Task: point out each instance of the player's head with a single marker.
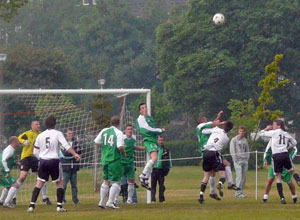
(35, 126)
(50, 122)
(143, 109)
(228, 126)
(242, 131)
(278, 124)
(115, 121)
(14, 141)
(70, 134)
(201, 119)
(129, 130)
(160, 140)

SHORT TASK:
Reproduce every item with "player's head" swapped for "athlete's head" and everything else unchanged, leaving out the pictures.

THE REPLY:
Task: point out each instance of the athlete's head with a single marker.
(35, 126)
(50, 122)
(143, 109)
(228, 126)
(242, 131)
(278, 124)
(115, 121)
(14, 141)
(70, 134)
(201, 119)
(129, 130)
(160, 140)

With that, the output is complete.